#### Information supplied

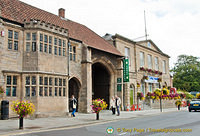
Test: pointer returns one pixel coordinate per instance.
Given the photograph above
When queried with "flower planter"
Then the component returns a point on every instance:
(97, 116)
(21, 123)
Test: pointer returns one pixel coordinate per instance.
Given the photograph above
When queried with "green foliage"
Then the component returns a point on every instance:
(187, 94)
(131, 97)
(187, 73)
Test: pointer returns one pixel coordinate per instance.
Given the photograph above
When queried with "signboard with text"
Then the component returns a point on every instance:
(152, 79)
(126, 70)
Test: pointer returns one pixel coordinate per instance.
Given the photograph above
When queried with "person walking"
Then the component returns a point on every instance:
(113, 105)
(73, 104)
(118, 103)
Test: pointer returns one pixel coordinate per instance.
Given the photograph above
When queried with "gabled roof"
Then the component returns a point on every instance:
(17, 11)
(139, 43)
(152, 43)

########

## Short task
Put each line of the material into a Markdown table with two columns, Row and Line, numbering the rows and skipping blank lines. Leave out the pictures.

## Response for this exercise
| Row | Line |
|---|---|
| 1 | Test: pointer returns one pixel coordinate per instance. |
| 2 | Given the photograph above |
| 3 | When queried with "flower planter" |
| 4 | Then the component returns a point on every instance: |
| 5 | (97, 116) |
| 6 | (21, 123) |
| 7 | Test: pointer returns one pixel coordinate per instance. |
| 8 | Given the photograph above |
| 9 | When queried with "green foliage" |
| 10 | Then the component returns a point on every instance: |
| 11 | (187, 94) |
| 12 | (131, 97) |
| 13 | (187, 73) |
| 14 | Test: pointer returns one pixel coordinate per instance. |
| 15 | Given the photograph above |
| 16 | When queried with "signboard with text" |
| 17 | Then the component returns a point on every instance: |
| 18 | (152, 79) |
| 19 | (126, 70) |
| 20 | Test: pointer returns one pixel coordinate per instance. |
| 21 | Given the photograph above |
| 22 | When queried with "person walking" |
| 23 | Then the component returns a point on every instance: |
| 24 | (113, 105) |
| 25 | (73, 104) |
| 26 | (118, 103) |
| 27 | Test: pointer returns one pixel coordinate per instance. |
| 28 | Given the photograph above |
| 29 | When queried with "gabled roof" |
| 30 | Then the component returns a point on every instance: |
| 31 | (17, 11) |
| 32 | (139, 43) |
| 33 | (152, 43) |